--- START RECORDS SUPPLIED ---

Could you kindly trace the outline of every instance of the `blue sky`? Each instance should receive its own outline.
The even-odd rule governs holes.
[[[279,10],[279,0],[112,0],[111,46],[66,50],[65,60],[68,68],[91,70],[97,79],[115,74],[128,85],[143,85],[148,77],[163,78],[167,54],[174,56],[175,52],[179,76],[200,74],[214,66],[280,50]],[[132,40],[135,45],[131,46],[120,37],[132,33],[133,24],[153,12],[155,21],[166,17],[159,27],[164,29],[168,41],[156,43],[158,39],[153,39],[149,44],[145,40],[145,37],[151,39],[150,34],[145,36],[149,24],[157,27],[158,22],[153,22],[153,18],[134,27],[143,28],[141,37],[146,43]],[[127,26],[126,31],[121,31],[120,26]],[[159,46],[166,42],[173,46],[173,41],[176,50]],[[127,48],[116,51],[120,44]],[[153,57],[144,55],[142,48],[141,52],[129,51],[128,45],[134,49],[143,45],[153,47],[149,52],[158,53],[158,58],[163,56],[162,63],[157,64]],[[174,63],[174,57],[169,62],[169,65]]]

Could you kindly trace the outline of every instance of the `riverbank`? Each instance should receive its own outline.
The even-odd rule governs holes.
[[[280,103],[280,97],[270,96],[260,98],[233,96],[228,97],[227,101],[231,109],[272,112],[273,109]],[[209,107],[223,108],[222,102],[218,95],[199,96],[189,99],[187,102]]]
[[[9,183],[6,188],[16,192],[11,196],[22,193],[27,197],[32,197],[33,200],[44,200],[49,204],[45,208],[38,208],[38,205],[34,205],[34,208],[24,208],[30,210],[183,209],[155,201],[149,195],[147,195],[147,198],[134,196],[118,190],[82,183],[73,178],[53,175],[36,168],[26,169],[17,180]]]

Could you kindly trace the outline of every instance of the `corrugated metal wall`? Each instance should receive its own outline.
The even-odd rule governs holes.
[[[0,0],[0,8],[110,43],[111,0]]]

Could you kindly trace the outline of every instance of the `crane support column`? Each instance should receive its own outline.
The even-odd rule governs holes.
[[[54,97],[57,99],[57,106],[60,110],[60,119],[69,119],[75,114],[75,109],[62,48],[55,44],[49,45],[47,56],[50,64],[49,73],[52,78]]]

--- END RECORDS SUPPLIED ---

GIVEN INSTRUCTION: Reproduce the full listing above, character for character.

COMPLETE ANSWER:
Could you kindly trace the outline of every instance of the `blue sky`? Each instance should receive its own outline.
The even-odd rule governs holes.
[[[279,10],[279,0],[112,0],[111,46],[66,50],[65,60],[68,68],[91,70],[97,79],[115,74],[128,85],[143,85],[148,77],[163,78],[167,54],[174,56],[175,52],[179,76],[200,74],[214,66],[280,50]],[[132,40],[135,45],[131,46],[120,37],[132,33],[133,24],[153,12],[155,21],[166,17],[159,27],[164,29],[168,41],[156,43],[158,39],[153,39],[149,44],[145,40],[145,37],[151,39],[150,34],[145,36],[149,24],[157,27],[158,22],[153,22],[153,18],[134,27],[143,28],[141,37],[146,43]],[[127,26],[126,31],[121,31],[120,26]],[[159,46],[166,42],[173,46],[173,41],[176,50]],[[127,48],[116,51],[120,44]],[[153,57],[144,55],[142,48],[141,52],[129,51],[128,45],[134,49],[143,45],[153,47],[149,52],[158,53],[158,58],[163,56],[162,63],[157,64]],[[174,63],[174,57],[169,62],[169,65]]]

Could you kindly trace the outline of every instance of the `riverbank`? Each instance should receive its own outline.
The even-odd rule governs holes.
[[[280,103],[280,97],[270,96],[260,98],[233,96],[228,97],[227,101],[231,109],[272,112],[273,109]],[[209,107],[223,108],[222,102],[218,95],[199,96],[189,99],[187,102]]]
[[[9,183],[6,188],[16,192],[11,196],[22,193],[27,197],[32,197],[33,200],[44,200],[49,204],[45,208],[38,208],[38,205],[34,205],[34,208],[24,208],[30,210],[183,209],[155,201],[149,195],[147,195],[147,198],[134,196],[118,190],[82,183],[73,178],[53,175],[36,168],[26,169],[17,180]]]

Could you kindly trace the outline of every instance of the `corrugated metal wall`? Each instance should receive its own outline.
The even-odd rule governs holes.
[[[0,0],[0,8],[110,43],[111,0]]]

Could you kindly trace the outline of every instance of the `crane support column`? Each instance should receive its own outline.
The even-odd rule governs holes.
[[[54,97],[57,99],[57,106],[60,110],[60,119],[69,119],[75,114],[75,109],[62,48],[55,44],[49,45],[47,56],[50,64],[49,73],[52,78]]]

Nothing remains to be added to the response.